**Selected extract:**

McCain called it that when asked before the vote last night which way he was going. “Watch the show,” he said.

Meanwhile, the two women senators who have been firm all along they couldn’t vote for a bill causing damage to their constituents receive far fewer plaudits from the same mostly-white-male pundit class. Murkowski had been threatened by the Interior Secretary at Trump’s request. I haven’t heard for certain, but I’ll bet Collins received threats as well, probably from Trump-supporting constituents.

McCain won’t get those kinds of threats. He made his point last night about the power he wields within GOP Senate caucus as the final A/B switch on legislation. But the GOP Senate already knew this.

What McCain did was give the GOP a face-saving way to vote for a piece of shit they didn’t want to pass, without the repercussions Collins and Murkowski (and at varying times, Heller and Capito) have faced for rejecting a POS bill.

**Objectives:**
A. Answer these questions about the passage on McCain's vote:
(i) What did McCain reply when asked before the vote which way he was going?
(ii) Who threatened Murkowski, and at whose request?
(iii) Besides Collins and Murkowski, which two senators are named as having faced repercussions at varying times?
B. Reproduce word for word the section of the passage on McCain's vote starting at "Meanwhile, the two" and ending at "already knew this.".
C. Extend the passage on McCain's vote with a further section that picks up after its final sentence.
None of the lines in the collected data are needed for this work.

Collected data entries:
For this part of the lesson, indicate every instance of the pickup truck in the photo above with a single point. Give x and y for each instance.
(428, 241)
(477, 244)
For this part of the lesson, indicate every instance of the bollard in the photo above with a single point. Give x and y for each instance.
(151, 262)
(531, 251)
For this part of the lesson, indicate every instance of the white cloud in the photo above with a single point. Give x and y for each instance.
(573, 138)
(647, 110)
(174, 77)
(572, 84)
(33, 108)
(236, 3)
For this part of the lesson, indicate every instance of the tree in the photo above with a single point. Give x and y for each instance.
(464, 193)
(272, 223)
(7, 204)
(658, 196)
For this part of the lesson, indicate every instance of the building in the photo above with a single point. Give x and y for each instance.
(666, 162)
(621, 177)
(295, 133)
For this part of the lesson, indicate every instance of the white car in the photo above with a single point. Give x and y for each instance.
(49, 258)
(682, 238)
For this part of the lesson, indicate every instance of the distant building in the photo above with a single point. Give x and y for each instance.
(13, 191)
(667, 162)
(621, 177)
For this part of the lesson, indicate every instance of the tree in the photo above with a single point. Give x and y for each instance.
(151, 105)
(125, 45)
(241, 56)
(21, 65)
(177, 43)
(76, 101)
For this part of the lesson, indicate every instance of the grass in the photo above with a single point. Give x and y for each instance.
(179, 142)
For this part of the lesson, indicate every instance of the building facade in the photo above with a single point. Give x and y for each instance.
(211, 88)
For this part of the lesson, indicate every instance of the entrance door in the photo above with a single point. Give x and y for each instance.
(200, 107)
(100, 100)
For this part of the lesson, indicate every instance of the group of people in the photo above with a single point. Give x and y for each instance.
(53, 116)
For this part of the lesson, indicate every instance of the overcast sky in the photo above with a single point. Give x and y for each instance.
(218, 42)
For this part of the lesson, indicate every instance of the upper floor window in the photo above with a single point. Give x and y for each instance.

**Exercise responses:**
A.
(i) "Watch the show."
(ii) The Interior Secretary, at Trump's request.
(iii) Heller and Capito.

B.
Meanwhile, the two women senators who have been firm all along they couldn’t vote for a bill causing damage to their constituents receive far fewer plaudits from the same mostly-white-male pundit class. Murkowski had been threatened by the Interior Secretary at Trump’s request. I haven’t heard for certain, but I’ll bet Collins received threats as well, probably from Trump-supporting constituents.

McCain won’t get those kinds of threats. He made his point last night about the power he wields within GOP Senate caucus as the final A/B switch on legislation. But the GOP Senate already knew this.

C.
This is why they waited until the last goddamned minute to draft a meager eight-pages, slapping in some egregious stuff to ensure Collins and Murkowski couldn’t vote, adding the 20% annual premium increase as a coup de grace.

Because McCain would do the maverick kabuki for them, slap on his mask and robes, make big gestures and kill the bill for them.

And it worked not only because all the white male pundit class got suckered by their usual privileged blindness, but the white male Tweeter-in-Chief bought it, hook, line, sinker. He blamed all the Democrats and three GOP senators. All the other senators are off the hook.

Bonus: McCain’s legacy is salvaged with the patriarchal punditry.

Great ‘show’, maverick.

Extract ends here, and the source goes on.